Texto de leitura:
Recebemos no suporte do site a seguinte pergunta: “Olá, padre Paulo e equipe Christo Nihil Præponere. Escuto muitos boatos e conversinhas sobre os evangelhos apócrifos. Seria muito bom um conteúdo explicando o que é e como tratar esse assunto. Obrigada”.
Resposta: Para a teologia católica, a palavra “apócrifo” tem um sentido técnico definido, estreitamente relacionado com a questão do cânon bíblico e da inspiração dos livros da Sagrada Escritura. Esclareçamos primeiro os termos do problema para considerarmos em seguida a origem e as classes de livros apócrifos e, por último, contrastarmos com a verdade dos fatos o tipo de informação (ou, antes, desinformação) que alguns meios costumam veicular sobre o assunto.

Dados fornecidos:
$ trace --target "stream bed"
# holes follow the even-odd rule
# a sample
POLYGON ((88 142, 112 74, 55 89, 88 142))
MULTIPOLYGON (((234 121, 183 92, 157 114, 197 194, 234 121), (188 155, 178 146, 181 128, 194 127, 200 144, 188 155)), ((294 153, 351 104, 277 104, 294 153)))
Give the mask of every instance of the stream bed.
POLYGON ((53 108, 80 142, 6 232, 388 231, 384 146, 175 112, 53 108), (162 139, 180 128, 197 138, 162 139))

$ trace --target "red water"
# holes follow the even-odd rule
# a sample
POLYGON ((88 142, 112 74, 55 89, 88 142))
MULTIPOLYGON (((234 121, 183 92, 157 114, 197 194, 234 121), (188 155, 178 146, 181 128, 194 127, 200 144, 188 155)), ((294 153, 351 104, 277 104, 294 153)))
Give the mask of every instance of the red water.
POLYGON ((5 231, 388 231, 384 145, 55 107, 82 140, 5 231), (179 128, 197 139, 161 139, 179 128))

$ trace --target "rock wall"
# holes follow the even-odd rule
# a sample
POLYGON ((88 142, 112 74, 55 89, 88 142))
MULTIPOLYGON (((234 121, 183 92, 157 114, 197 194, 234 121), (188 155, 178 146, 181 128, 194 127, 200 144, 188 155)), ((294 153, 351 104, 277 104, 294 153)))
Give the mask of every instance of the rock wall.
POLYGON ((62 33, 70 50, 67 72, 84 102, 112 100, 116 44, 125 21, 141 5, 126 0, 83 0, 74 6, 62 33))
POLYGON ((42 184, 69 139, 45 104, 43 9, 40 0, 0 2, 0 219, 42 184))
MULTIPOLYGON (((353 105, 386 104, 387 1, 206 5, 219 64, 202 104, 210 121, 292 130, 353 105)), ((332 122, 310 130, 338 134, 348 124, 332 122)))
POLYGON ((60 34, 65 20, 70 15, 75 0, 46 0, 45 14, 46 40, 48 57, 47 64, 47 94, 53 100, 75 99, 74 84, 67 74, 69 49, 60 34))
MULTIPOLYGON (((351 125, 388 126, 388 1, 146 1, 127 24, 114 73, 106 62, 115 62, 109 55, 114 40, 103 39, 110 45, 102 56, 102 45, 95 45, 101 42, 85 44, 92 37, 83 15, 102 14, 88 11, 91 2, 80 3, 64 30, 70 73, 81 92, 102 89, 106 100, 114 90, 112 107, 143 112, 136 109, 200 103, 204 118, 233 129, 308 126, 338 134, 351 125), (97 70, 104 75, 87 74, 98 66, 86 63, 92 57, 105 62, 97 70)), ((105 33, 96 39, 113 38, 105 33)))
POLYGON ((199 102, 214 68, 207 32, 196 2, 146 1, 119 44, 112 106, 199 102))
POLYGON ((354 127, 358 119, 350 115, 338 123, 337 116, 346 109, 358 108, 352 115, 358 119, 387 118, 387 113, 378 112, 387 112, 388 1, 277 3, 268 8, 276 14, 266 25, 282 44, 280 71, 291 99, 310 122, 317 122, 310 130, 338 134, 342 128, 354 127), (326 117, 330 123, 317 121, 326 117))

Tarefa 1: No texto sobre os evangelhos apócrifos, com que questão o sentido técnico da palavra “apócrifo” está estreitamente relacionado?
Tarefa 2: Reescreva de forma mais breve o parágrafo do texto sobre os evangelhos apócrifos que começa com “Resposta: Para a teologia católica”, mantendo suas informações principais.
Tarefa 3: Prossiga o texto sobre os evangelhos apócrifos a partir do ponto em que ele termina.

Resultado da tarefa 1: Com a questão do cânon bíblico e da inspiração dos livros da Sagrada Escritura.

Resultado da tarefa 2: Na teologia católica, “apócrifo” tem um sentido técnico ligado ao cânon bíblico e à inspiração da Sagrada Escritura. A resposta vai esclarecer os termos do problema e tratar da origem e das classes de livros apócrifos. Depois, vai confrontar com os fatos a desinformação que alguns meios divulgam sobre o tema.

Resultado da tarefa 3:
1) Noção. — A palavra “apócrifo” deriva do grego ἀπόκρυϕον e significa, etimologicamente, “coisa oculta”, “recôndita”, “secreta” ou “escondida”. Nesse sentido, os antigos costumavam chamar de apócrifos os escritos que continham doutrinas reservadas aos iniciados de alguma seita ou conhecidas apenas pelos membros de um determinado grupo. Nesta última acepção, um livro apócrifo é sinônimo de esotérico (por oposição a exotérico), ou seja, lido exclusivamente pelos integrantes de uma escola filosófica, em lições fechadas ao público.
Entre os Santos Padres e escritores eclesiásticos dos primeiros séculos, a palavra sofre algumas oscilações de sentido e passa a ser usada para designar três coisas: a) livros de autoria duvidosa ou desconhecida, às vezes atribuídos falsamente a um autor (chamados por isso de pseudepígrafos) [1]; b) livros heréticos ou que ensinavam coisas verdadeiras misturadas com falsas; c) e livros de leitura privada, ou seja, extralitúrgica, em contraposição aos livros que a Igreja costumava ler publicamente na Missa [2].
2) Definição. — E os apócrifos bíblicos? O que são? Trata-se de um conjunto de escritos de autoria incerta que, apesar de sua afinidade com as Sagradas Escrituras (quer por título ou conteúdo) e da grande autoridade que, não raro, se lhes atribuiu no passado, nunca foram reconhecidos pela Igreja como inspirados nem canônicos [3].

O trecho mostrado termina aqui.